ACTION ITEM:
Filter the material, keeping only lines with the word "ceiling".

DATA LISTING:

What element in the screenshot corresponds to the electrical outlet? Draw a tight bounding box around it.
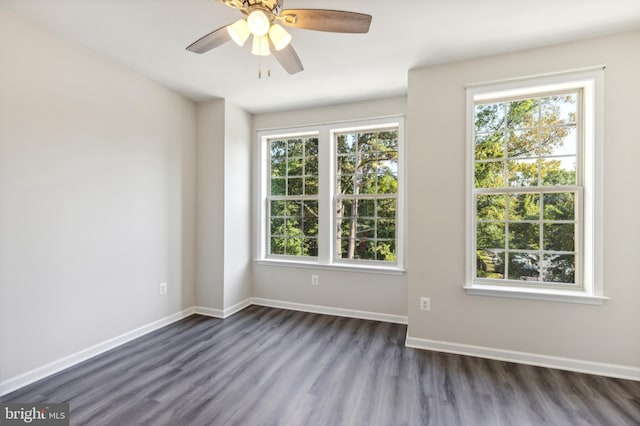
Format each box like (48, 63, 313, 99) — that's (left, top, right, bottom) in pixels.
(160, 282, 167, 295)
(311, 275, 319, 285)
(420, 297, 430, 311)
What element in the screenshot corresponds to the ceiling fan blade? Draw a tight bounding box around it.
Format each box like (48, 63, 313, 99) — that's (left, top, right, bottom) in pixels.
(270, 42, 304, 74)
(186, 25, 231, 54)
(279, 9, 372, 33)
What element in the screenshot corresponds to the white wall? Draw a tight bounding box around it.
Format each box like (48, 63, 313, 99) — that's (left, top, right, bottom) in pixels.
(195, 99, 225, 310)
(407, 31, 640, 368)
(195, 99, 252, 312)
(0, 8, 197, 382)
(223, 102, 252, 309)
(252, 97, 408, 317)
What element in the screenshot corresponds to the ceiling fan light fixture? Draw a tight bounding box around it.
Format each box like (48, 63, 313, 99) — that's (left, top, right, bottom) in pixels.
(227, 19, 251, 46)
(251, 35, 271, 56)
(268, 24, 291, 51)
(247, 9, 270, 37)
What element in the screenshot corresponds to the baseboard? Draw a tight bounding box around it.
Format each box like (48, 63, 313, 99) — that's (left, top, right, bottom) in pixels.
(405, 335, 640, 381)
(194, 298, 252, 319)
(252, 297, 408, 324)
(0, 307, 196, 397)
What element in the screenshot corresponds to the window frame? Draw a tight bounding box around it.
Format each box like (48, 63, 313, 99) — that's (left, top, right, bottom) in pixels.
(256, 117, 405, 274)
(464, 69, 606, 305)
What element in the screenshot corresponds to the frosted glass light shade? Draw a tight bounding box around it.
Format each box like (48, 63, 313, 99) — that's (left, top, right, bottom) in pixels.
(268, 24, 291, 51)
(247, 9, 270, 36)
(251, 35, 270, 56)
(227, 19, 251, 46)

TASK ANSWER:
What element in the screenshot corresponds to the ceiling fan blade? Draw a tight bounding box around it.
What element in the screenshot corresponds to the ceiling fan light fixture? Draw a tight bounding box around it.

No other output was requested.